▸ RECORDS SUPPLIED:
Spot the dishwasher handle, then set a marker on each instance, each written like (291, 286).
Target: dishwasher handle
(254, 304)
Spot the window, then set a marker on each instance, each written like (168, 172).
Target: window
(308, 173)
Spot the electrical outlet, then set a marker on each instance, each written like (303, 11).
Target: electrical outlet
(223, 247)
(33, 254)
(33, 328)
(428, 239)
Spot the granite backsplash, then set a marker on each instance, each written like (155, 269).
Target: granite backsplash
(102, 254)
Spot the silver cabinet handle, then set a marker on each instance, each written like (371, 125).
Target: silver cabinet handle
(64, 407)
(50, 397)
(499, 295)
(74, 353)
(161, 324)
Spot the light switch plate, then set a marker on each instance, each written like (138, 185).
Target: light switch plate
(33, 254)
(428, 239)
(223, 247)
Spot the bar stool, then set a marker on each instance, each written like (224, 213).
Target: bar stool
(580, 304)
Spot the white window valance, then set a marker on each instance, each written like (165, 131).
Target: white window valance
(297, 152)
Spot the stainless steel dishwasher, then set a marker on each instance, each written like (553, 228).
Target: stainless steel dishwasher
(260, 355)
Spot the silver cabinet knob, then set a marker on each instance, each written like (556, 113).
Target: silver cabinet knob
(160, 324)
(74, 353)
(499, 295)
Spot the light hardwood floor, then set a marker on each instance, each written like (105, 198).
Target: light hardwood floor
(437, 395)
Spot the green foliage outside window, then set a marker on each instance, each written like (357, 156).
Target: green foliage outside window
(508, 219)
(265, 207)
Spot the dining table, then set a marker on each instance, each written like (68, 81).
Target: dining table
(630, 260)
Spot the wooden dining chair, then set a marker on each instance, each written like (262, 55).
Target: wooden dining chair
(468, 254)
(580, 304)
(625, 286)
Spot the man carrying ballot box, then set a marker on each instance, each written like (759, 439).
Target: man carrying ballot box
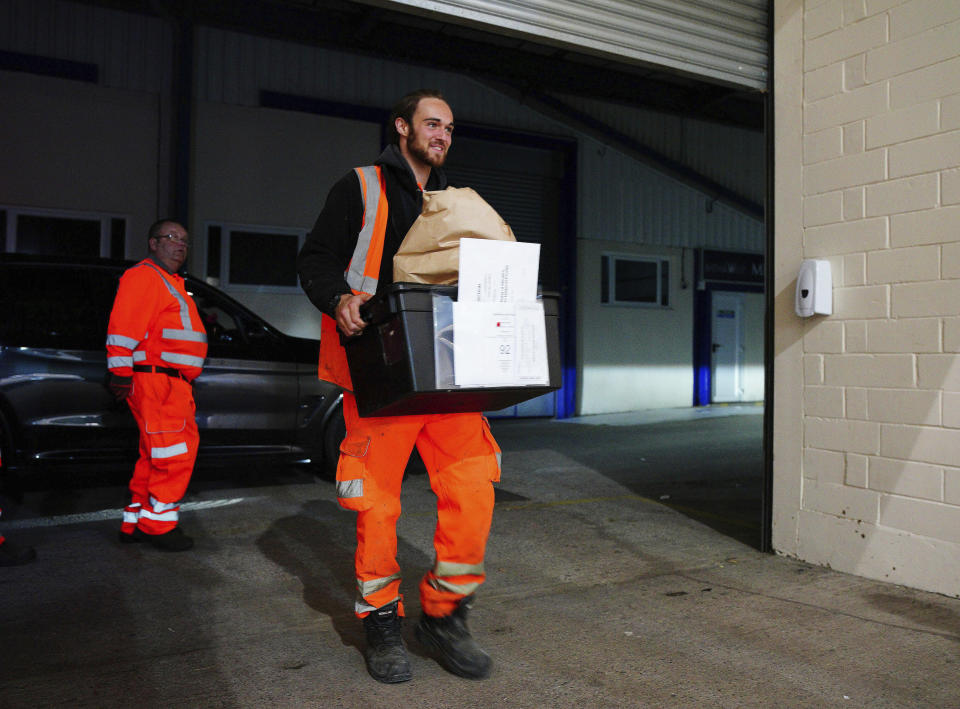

--

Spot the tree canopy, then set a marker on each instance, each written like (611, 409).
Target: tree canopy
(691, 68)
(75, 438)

---

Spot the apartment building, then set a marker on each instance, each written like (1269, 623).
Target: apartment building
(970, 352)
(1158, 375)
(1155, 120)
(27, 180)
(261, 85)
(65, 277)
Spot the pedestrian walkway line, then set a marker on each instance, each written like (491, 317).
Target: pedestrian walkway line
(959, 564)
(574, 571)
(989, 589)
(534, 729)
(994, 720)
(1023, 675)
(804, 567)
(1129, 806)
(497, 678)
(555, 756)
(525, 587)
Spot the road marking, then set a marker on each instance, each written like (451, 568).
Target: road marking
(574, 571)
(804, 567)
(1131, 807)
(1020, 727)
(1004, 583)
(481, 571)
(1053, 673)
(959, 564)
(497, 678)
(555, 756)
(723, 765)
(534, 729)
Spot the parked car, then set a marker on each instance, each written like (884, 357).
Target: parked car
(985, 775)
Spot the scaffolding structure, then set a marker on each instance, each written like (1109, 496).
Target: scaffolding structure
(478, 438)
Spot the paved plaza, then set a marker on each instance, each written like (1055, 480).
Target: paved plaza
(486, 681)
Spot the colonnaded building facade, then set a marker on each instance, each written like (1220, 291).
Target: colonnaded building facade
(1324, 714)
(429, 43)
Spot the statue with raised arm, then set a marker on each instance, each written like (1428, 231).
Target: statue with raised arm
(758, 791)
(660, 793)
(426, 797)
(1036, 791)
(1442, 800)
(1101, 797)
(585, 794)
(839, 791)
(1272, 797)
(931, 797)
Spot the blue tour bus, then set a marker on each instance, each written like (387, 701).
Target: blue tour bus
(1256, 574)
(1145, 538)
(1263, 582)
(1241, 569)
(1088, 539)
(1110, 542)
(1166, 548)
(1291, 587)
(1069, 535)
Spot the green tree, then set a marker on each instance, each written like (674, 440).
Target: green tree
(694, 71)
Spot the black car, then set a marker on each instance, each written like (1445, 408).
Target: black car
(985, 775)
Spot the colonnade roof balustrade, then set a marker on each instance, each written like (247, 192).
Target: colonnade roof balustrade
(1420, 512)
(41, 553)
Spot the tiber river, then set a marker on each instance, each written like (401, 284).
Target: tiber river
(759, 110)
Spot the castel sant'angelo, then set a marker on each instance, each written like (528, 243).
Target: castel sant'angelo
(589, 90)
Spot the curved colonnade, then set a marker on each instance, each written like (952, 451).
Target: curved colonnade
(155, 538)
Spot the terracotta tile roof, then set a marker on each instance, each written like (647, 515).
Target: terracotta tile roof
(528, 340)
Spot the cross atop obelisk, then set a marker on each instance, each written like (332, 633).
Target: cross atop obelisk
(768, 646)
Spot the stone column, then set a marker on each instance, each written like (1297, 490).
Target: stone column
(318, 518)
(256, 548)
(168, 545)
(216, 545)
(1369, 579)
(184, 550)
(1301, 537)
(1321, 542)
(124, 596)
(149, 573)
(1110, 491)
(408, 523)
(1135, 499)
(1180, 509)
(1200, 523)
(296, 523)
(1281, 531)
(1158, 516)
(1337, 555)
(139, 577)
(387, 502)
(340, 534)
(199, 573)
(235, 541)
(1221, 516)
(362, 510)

▸ SHORT TASK: Filter the items above and copy every line that contains the word "colonnaded".

▸ FINAL RESULT:
Spot the colonnaded building facade, then set a marker on each instance, each written like (1220, 291).
Target: colonnaded building facade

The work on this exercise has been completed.